Image-grounded pointing data
○ ○ ○ ○
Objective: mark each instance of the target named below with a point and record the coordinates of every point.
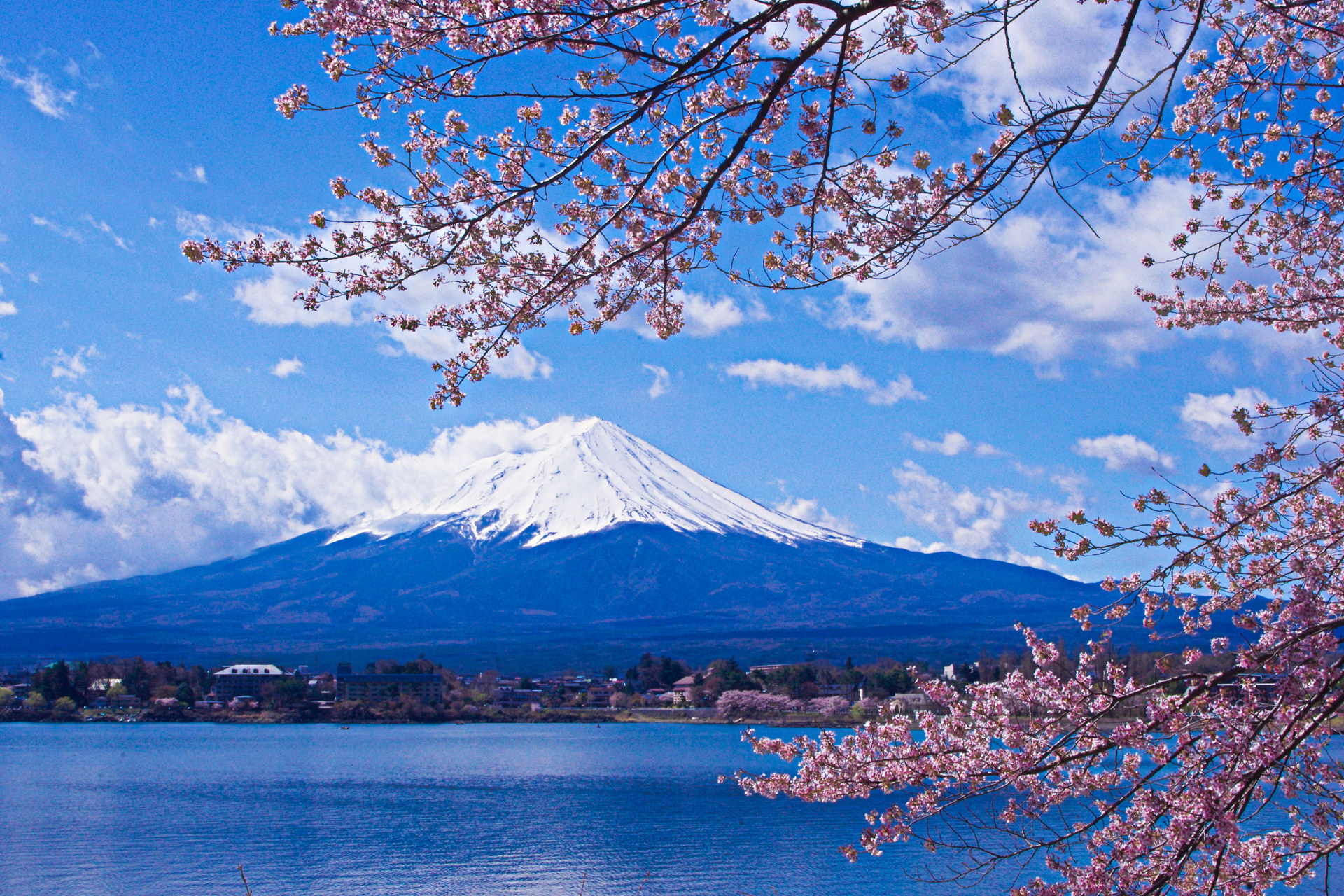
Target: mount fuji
(588, 547)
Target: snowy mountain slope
(587, 477)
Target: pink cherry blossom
(672, 130)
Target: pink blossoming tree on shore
(663, 133)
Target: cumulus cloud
(1209, 418)
(967, 522)
(286, 367)
(705, 317)
(660, 381)
(701, 316)
(36, 86)
(1126, 453)
(824, 379)
(952, 445)
(92, 492)
(811, 511)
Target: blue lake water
(409, 811)
(382, 811)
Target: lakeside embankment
(362, 715)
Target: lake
(382, 811)
(409, 811)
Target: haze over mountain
(589, 546)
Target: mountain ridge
(588, 545)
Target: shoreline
(707, 716)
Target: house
(601, 692)
(245, 679)
(386, 688)
(512, 697)
(682, 691)
(910, 701)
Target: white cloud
(701, 316)
(811, 511)
(824, 379)
(286, 367)
(45, 96)
(104, 227)
(969, 523)
(1209, 418)
(69, 232)
(952, 445)
(272, 301)
(90, 492)
(704, 317)
(71, 367)
(660, 381)
(1126, 453)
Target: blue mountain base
(574, 602)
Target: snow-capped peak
(582, 477)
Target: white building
(245, 680)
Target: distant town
(656, 687)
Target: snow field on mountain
(588, 476)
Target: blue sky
(153, 397)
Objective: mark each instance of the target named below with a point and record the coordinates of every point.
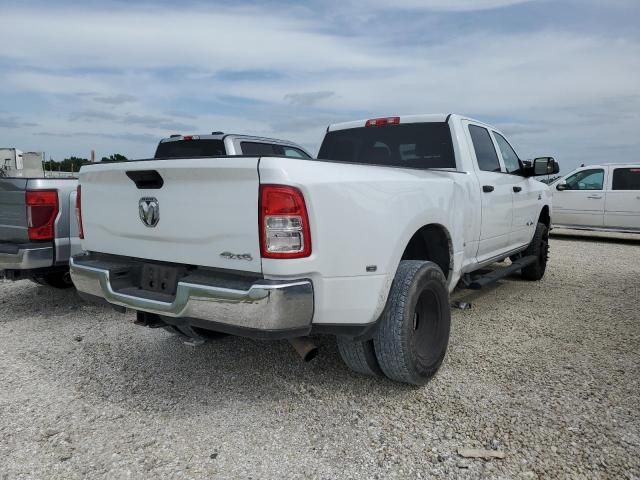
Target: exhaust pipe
(305, 348)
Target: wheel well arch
(545, 217)
(431, 242)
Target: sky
(560, 78)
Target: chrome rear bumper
(26, 258)
(264, 305)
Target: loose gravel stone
(547, 373)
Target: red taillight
(376, 122)
(79, 212)
(284, 223)
(42, 210)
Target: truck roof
(420, 118)
(222, 136)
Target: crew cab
(599, 197)
(365, 242)
(38, 230)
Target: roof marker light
(377, 122)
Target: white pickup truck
(366, 242)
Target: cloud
(558, 89)
(307, 99)
(118, 99)
(449, 5)
(149, 121)
(133, 137)
(14, 122)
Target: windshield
(412, 145)
(190, 148)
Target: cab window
(626, 179)
(586, 180)
(485, 151)
(511, 159)
(271, 149)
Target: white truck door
(525, 195)
(496, 193)
(581, 203)
(622, 206)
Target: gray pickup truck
(38, 229)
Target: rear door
(497, 194)
(13, 210)
(582, 203)
(622, 206)
(200, 211)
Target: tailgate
(207, 211)
(13, 211)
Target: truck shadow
(160, 372)
(596, 237)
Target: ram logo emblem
(237, 256)
(149, 211)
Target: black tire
(359, 356)
(61, 280)
(413, 334)
(539, 247)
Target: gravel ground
(547, 373)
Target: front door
(526, 195)
(496, 191)
(581, 204)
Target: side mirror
(545, 166)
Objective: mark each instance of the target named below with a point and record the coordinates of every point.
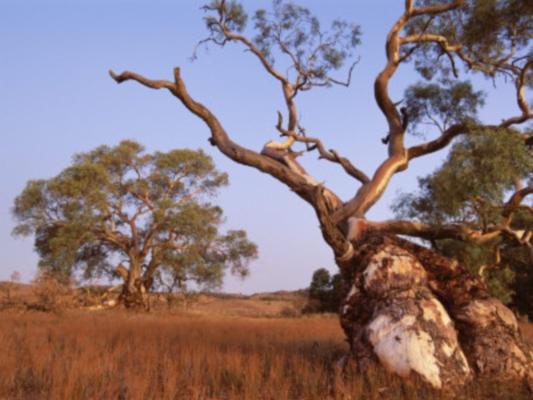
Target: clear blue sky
(56, 99)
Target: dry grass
(111, 355)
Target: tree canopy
(120, 210)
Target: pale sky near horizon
(57, 99)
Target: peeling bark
(417, 312)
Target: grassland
(210, 352)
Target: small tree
(118, 211)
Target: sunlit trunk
(417, 312)
(134, 293)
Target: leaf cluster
(471, 184)
(492, 36)
(442, 105)
(292, 30)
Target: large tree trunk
(134, 293)
(418, 312)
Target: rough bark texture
(418, 312)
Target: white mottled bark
(409, 329)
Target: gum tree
(408, 307)
(118, 211)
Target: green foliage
(292, 29)
(469, 189)
(486, 31)
(471, 184)
(442, 105)
(151, 210)
(230, 13)
(324, 292)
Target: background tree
(117, 210)
(399, 299)
(324, 292)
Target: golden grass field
(209, 352)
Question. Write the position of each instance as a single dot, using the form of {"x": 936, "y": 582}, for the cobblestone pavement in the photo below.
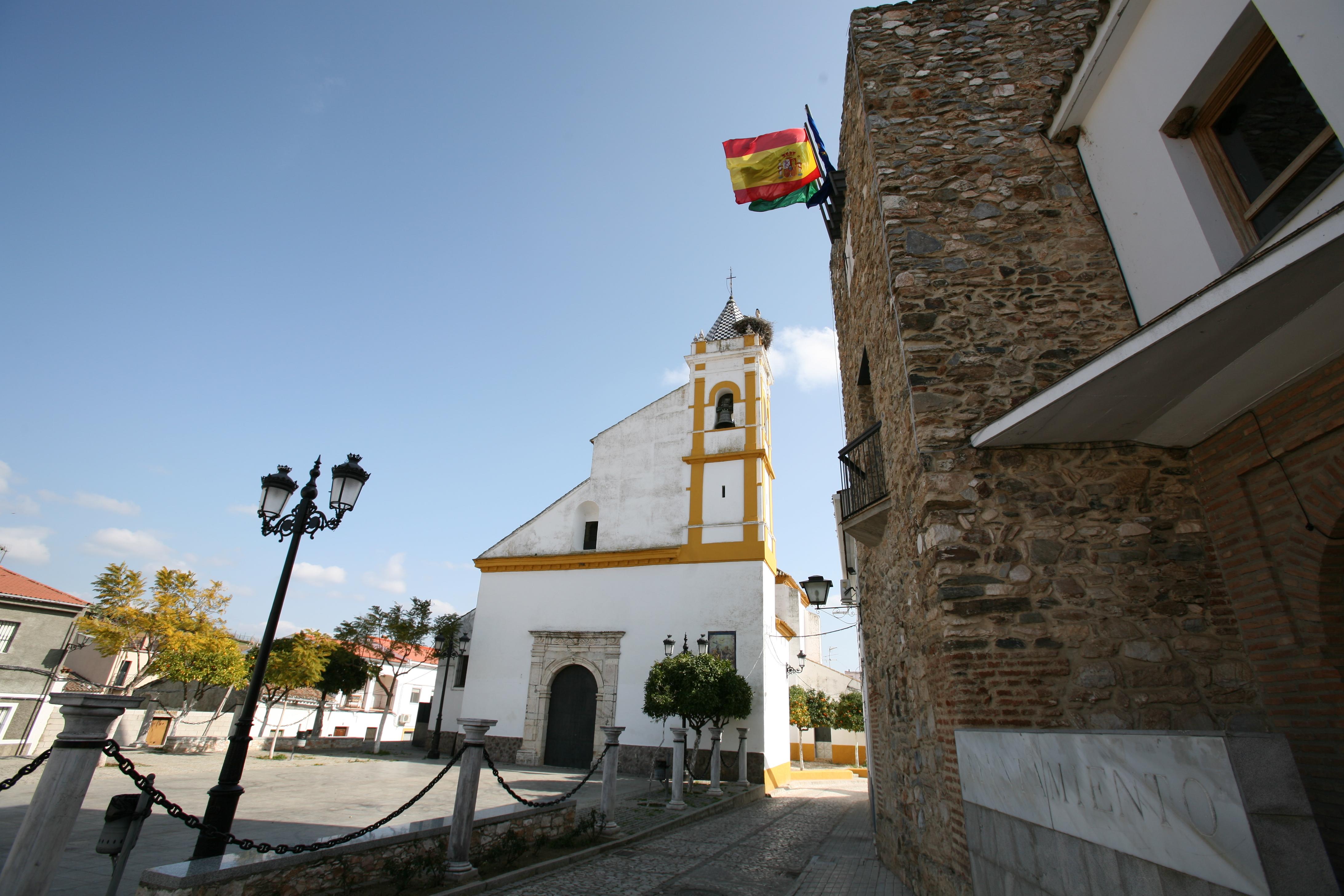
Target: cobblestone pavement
{"x": 764, "y": 850}
{"x": 314, "y": 797}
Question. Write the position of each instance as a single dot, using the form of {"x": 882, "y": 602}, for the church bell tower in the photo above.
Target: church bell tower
{"x": 730, "y": 473}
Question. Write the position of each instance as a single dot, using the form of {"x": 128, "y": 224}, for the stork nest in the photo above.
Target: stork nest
{"x": 758, "y": 326}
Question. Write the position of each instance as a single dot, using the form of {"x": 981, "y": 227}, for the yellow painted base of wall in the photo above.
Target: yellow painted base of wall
{"x": 779, "y": 777}
{"x": 823, "y": 774}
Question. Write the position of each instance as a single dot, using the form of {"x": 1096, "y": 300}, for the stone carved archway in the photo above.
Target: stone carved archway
{"x": 598, "y": 652}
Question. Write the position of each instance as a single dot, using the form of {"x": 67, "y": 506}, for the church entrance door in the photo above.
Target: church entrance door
{"x": 572, "y": 721}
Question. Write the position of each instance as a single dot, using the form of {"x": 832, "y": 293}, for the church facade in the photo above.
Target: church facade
{"x": 670, "y": 535}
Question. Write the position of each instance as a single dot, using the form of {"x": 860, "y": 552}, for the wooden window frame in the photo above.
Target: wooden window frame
{"x": 1240, "y": 207}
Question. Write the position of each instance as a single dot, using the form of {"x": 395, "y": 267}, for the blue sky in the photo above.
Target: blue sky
{"x": 458, "y": 240}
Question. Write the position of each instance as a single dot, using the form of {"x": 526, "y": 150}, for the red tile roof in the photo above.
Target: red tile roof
{"x": 21, "y": 586}
{"x": 417, "y": 655}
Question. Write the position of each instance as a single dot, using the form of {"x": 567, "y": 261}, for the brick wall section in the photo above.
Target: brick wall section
{"x": 1287, "y": 583}
{"x": 1064, "y": 586}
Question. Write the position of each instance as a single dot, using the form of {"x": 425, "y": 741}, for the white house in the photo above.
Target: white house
{"x": 670, "y": 537}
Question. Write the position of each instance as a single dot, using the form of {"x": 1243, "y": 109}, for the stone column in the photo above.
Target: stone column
{"x": 715, "y": 741}
{"x": 41, "y": 843}
{"x": 464, "y": 805}
{"x": 678, "y": 772}
{"x": 609, "y": 782}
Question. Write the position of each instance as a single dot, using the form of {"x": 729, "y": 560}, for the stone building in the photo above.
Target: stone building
{"x": 1090, "y": 307}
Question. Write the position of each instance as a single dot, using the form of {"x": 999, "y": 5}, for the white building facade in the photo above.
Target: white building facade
{"x": 671, "y": 535}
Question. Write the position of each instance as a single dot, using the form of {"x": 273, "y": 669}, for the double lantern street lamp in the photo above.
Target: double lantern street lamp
{"x": 814, "y": 586}
{"x": 441, "y": 691}
{"x": 276, "y": 490}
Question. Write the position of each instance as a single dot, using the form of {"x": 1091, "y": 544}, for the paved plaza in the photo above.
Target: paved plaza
{"x": 810, "y": 840}
{"x": 287, "y": 802}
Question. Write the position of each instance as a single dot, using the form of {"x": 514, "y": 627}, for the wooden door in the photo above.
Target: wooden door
{"x": 158, "y": 733}
{"x": 572, "y": 721}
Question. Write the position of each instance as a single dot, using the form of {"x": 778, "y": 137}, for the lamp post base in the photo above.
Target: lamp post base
{"x": 460, "y": 874}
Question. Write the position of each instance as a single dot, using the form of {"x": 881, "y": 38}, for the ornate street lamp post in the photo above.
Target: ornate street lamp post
{"x": 443, "y": 686}
{"x": 306, "y": 519}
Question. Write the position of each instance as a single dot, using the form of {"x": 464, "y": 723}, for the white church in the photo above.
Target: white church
{"x": 670, "y": 535}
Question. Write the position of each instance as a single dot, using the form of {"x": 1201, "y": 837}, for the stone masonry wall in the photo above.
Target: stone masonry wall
{"x": 1287, "y": 582}
{"x": 1053, "y": 586}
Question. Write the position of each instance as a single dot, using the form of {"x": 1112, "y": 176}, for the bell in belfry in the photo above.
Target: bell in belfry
{"x": 724, "y": 412}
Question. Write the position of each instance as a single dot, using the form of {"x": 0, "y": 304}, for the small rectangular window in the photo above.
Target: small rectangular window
{"x": 7, "y": 632}
{"x": 1265, "y": 142}
{"x": 460, "y": 679}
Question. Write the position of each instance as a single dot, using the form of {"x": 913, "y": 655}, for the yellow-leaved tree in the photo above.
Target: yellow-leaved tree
{"x": 177, "y": 633}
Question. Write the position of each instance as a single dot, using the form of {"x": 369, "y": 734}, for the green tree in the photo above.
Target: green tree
{"x": 346, "y": 674}
{"x": 296, "y": 662}
{"x": 699, "y": 688}
{"x": 849, "y": 711}
{"x": 396, "y": 640}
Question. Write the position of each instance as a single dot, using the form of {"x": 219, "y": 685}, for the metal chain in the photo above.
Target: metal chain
{"x": 27, "y": 770}
{"x": 114, "y": 750}
{"x": 539, "y": 804}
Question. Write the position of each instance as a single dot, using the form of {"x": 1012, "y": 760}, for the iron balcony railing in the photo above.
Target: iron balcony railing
{"x": 862, "y": 472}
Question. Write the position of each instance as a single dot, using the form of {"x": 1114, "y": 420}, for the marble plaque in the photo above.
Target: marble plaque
{"x": 1170, "y": 798}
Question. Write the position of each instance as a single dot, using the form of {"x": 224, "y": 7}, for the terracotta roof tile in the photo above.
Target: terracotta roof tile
{"x": 21, "y": 586}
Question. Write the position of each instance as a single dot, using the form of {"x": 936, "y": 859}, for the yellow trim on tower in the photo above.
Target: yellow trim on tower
{"x": 586, "y": 561}
{"x": 732, "y": 456}
{"x": 717, "y": 553}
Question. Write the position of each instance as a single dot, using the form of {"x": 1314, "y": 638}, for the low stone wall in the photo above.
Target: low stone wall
{"x": 413, "y": 855}
{"x": 195, "y": 745}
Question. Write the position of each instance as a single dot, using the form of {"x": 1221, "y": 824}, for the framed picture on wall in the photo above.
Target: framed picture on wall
{"x": 725, "y": 647}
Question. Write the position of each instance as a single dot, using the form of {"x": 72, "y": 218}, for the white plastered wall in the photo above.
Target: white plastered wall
{"x": 1164, "y": 219}
{"x": 647, "y": 604}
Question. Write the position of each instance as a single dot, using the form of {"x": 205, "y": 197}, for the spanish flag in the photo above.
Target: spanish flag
{"x": 773, "y": 170}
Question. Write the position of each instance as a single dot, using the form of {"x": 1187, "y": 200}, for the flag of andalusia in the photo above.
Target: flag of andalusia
{"x": 773, "y": 170}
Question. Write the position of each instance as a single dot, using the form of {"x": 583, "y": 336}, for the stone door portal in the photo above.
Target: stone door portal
{"x": 572, "y": 719}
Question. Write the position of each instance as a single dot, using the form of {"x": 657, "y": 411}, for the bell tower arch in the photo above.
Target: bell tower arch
{"x": 732, "y": 515}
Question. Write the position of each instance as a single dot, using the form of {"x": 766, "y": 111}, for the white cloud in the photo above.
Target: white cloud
{"x": 93, "y": 502}
{"x": 392, "y": 578}
{"x": 104, "y": 503}
{"x": 25, "y": 543}
{"x": 315, "y": 574}
{"x": 808, "y": 355}
{"x": 123, "y": 542}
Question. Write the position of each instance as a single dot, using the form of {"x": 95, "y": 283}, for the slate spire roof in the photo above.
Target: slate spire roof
{"x": 724, "y": 328}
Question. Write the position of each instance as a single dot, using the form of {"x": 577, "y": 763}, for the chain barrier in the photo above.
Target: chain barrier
{"x": 27, "y": 770}
{"x": 539, "y": 804}
{"x": 114, "y": 750}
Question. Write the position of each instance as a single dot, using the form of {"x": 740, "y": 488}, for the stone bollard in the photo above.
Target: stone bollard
{"x": 609, "y": 782}
{"x": 678, "y": 772}
{"x": 464, "y": 805}
{"x": 715, "y": 741}
{"x": 41, "y": 843}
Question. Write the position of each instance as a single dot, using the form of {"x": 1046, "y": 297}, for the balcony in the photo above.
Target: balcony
{"x": 862, "y": 503}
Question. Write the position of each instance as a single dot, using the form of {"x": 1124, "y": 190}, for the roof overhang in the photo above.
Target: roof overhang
{"x": 1178, "y": 381}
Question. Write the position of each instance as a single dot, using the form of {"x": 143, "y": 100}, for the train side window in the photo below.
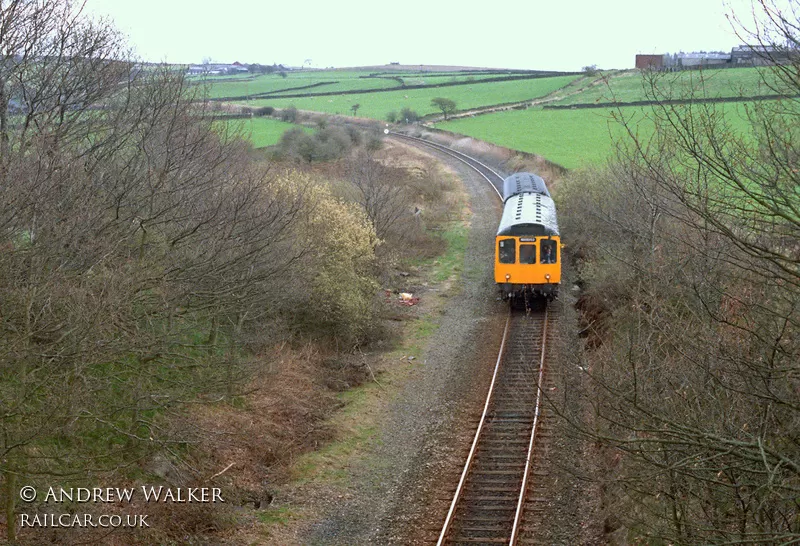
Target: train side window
{"x": 527, "y": 254}
{"x": 507, "y": 251}
{"x": 549, "y": 249}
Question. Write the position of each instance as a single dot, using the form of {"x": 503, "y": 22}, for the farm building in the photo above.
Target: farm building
{"x": 649, "y": 62}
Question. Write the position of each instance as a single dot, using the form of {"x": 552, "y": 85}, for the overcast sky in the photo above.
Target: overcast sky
{"x": 525, "y": 34}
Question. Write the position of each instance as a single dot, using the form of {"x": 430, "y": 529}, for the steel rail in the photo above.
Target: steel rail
{"x": 475, "y": 441}
{"x": 531, "y": 443}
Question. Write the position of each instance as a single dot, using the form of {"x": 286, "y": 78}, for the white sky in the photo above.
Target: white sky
{"x": 525, "y": 34}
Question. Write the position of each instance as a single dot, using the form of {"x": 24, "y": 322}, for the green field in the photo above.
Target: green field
{"x": 334, "y": 81}
{"x": 572, "y": 138}
{"x": 631, "y": 86}
{"x": 569, "y": 137}
{"x": 378, "y": 105}
{"x": 261, "y": 131}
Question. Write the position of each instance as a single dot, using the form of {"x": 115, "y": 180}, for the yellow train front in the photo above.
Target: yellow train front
{"x": 527, "y": 246}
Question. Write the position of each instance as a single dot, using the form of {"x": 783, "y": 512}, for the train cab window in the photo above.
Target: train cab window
{"x": 527, "y": 254}
{"x": 549, "y": 249}
{"x": 507, "y": 251}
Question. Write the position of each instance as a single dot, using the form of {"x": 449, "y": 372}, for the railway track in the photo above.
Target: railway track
{"x": 496, "y": 499}
{"x": 500, "y": 495}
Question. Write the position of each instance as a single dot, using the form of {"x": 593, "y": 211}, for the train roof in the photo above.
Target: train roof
{"x": 523, "y": 183}
{"x": 529, "y": 214}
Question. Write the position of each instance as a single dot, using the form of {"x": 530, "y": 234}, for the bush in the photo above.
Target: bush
{"x": 265, "y": 111}
{"x": 289, "y": 114}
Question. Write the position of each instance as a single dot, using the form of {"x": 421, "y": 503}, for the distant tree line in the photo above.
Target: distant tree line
{"x": 687, "y": 249}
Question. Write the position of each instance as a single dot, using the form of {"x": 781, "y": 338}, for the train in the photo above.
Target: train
{"x": 527, "y": 262}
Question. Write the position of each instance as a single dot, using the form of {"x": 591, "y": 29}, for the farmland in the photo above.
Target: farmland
{"x": 572, "y": 136}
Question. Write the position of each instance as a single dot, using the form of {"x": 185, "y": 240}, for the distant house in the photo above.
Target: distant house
{"x": 649, "y": 62}
{"x": 217, "y": 69}
{"x": 759, "y": 55}
{"x": 702, "y": 59}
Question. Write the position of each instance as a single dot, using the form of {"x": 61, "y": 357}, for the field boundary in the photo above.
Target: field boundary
{"x": 703, "y": 100}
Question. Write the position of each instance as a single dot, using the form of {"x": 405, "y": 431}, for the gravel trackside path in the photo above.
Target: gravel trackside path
{"x": 392, "y": 490}
{"x": 399, "y": 492}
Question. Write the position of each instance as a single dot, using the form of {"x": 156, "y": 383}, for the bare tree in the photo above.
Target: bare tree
○ ○ ○ ○
Only lines of the data holding the word "bare" go in the answer. Please copy each of them.

Question. Write the position of each instance as a single dot, using the form of {"x": 156, "y": 383}, for the bare tree in the photo above.
Target: bare tree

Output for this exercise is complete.